-- begin Quoted passage --

But this move was not just about going somewhere freer now.  It was largely about community; living in a rural area where we can embrace the culture, and living in a place where there actually are a significant number of folks who get freedom (even if we are all still on the fringes).  It was about living where we can afford a few acres of land and have access to woods and natural beauty.  But mostly it was just about choosing the best place we could be a family.

Saturday, August 7, 2010

A Political Prisoner on the Constitution

Kevin Innes is a political prisoner who is sitting in a cage over his support of the Liberty Dollar.  The Liberty Dollar was a silver barter system architected by Bernard von NotHaus, who was also arrested.  Kevin is apparently considered a flight risk because he is not a U.S. citizen and has been in jail for over a year, awaiting trial.

The Liberty Dollar was an attempt to have a viable metal-backed currency in parallel with Federal Reserve Notes.  It was a completely peaceful endeavor that I supported as well.  However, the government does not appreciate competition and raided their warehouse and headquarters.  I think the raid event could be considered a good candidate for the "we are now living in a police state" watershed moment.  

Kevin heroically remains in good spirit, and if you'd like to learn more about his story and write to him, go to Mail-to-Jail.

Here is an article he recently wrote:

The Constitution
Eleven score and fourteen years ago the delegates to the Second Continental Congress, at great risk to themselves and all that they had worked for, signed the Declaration of Independence. They could no longer endure the relentless pursuit of absolute tyranny that their central government was striving to attain over them. Their heroic decision unified their efforts and galvanized the sentiments of the people and lead to the formation of the best contract in history between a people and their government: The Constitution of the United States of America.

-- end Quoted passage --
-- begin Extracted data --

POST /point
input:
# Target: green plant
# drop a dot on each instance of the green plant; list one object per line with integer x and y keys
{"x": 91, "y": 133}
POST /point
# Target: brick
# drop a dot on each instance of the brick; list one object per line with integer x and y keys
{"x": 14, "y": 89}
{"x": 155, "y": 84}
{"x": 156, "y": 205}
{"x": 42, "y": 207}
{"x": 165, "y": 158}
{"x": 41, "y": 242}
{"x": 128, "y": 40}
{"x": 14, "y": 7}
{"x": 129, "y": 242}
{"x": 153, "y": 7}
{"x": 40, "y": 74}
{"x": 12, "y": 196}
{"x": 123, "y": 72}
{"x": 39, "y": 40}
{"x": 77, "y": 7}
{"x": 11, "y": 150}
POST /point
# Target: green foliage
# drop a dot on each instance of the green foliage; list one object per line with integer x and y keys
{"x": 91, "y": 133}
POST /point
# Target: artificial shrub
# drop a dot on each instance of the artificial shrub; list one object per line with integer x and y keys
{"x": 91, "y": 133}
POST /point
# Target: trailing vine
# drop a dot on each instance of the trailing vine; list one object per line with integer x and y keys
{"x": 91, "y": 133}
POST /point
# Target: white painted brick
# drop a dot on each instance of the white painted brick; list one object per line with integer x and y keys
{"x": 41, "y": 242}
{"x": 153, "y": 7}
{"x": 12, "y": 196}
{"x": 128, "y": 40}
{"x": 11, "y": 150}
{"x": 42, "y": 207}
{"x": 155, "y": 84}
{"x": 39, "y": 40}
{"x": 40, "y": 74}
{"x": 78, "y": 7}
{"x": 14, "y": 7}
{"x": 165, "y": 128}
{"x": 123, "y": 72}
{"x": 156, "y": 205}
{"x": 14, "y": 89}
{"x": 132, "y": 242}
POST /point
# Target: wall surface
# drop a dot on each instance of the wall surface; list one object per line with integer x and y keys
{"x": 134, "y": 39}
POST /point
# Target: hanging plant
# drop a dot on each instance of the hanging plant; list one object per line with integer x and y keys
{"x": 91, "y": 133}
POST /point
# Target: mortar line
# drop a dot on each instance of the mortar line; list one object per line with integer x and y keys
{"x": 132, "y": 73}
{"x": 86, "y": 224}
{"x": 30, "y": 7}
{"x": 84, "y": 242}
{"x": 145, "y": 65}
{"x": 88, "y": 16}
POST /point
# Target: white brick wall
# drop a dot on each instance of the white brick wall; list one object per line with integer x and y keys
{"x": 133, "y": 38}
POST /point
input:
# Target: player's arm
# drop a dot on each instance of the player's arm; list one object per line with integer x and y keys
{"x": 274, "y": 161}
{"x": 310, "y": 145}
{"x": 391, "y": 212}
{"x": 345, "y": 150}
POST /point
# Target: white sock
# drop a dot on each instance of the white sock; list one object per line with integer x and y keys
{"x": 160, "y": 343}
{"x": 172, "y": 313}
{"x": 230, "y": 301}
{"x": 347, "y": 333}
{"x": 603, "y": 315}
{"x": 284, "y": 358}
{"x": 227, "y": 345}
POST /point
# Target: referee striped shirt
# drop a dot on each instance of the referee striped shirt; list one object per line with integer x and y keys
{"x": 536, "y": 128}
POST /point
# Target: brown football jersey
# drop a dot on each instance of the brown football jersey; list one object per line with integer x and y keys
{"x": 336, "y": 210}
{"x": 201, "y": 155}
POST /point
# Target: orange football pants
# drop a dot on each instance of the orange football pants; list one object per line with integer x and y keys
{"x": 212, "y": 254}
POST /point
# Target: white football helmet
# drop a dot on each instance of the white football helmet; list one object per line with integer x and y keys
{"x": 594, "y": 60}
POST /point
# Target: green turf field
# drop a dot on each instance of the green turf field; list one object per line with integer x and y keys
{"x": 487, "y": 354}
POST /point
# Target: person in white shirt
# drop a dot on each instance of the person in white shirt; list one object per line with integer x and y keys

-- end Extracted data --

Complete the following:
A) In the Liberty Dollar post, rewrite the paragraph beginning "The Liberty Dollar was an attempt" as a bulleted list that keeps its main facts.
B) Decide whether each statement agrees with the Liberty Dollar post. Answer yes or no, and quote the deciding words from the post.
(i) Kevin Innes is a U.S. citizen.
(ii) Bernard von NotHaus was also arrested.
(iii) Kevin Innes has been in jail for less than a year.
C) According to the Liberty Dollar post, what kind of system was the Liberty Dollar?

Answers to each task:
A)
- The Liberty Dollar was an attempt at a viable metal-backed currency in parallel with Federal Reserve Notes.
- It was a completely peaceful endeavor, and the writer supported it as well.
- The government, which does not appreciate competition, raided its warehouse and headquarters.
- The writer thinks the raid could be considered a good candidate for the "we are now living in a police state" watershed moment.

B)
(i) No: "because he is not a U.S. citizen"
(ii) Yes: "architected by Bernard von NotHaus, who was also arrested"
(iii) No: "has been in jail for over a year, awaiting trial"

C) It was a silver barter system.